▶ TASK TO COMPLETE
Find every line in the records that contains the string "tree" and copy each one in full.

=-=-=

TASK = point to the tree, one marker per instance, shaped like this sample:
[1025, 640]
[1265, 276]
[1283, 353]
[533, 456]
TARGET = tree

=-=-=

▶ THE SOLUTION
TASK = point to the tree, one marker per instance, shaped like this sample:
TARGET = tree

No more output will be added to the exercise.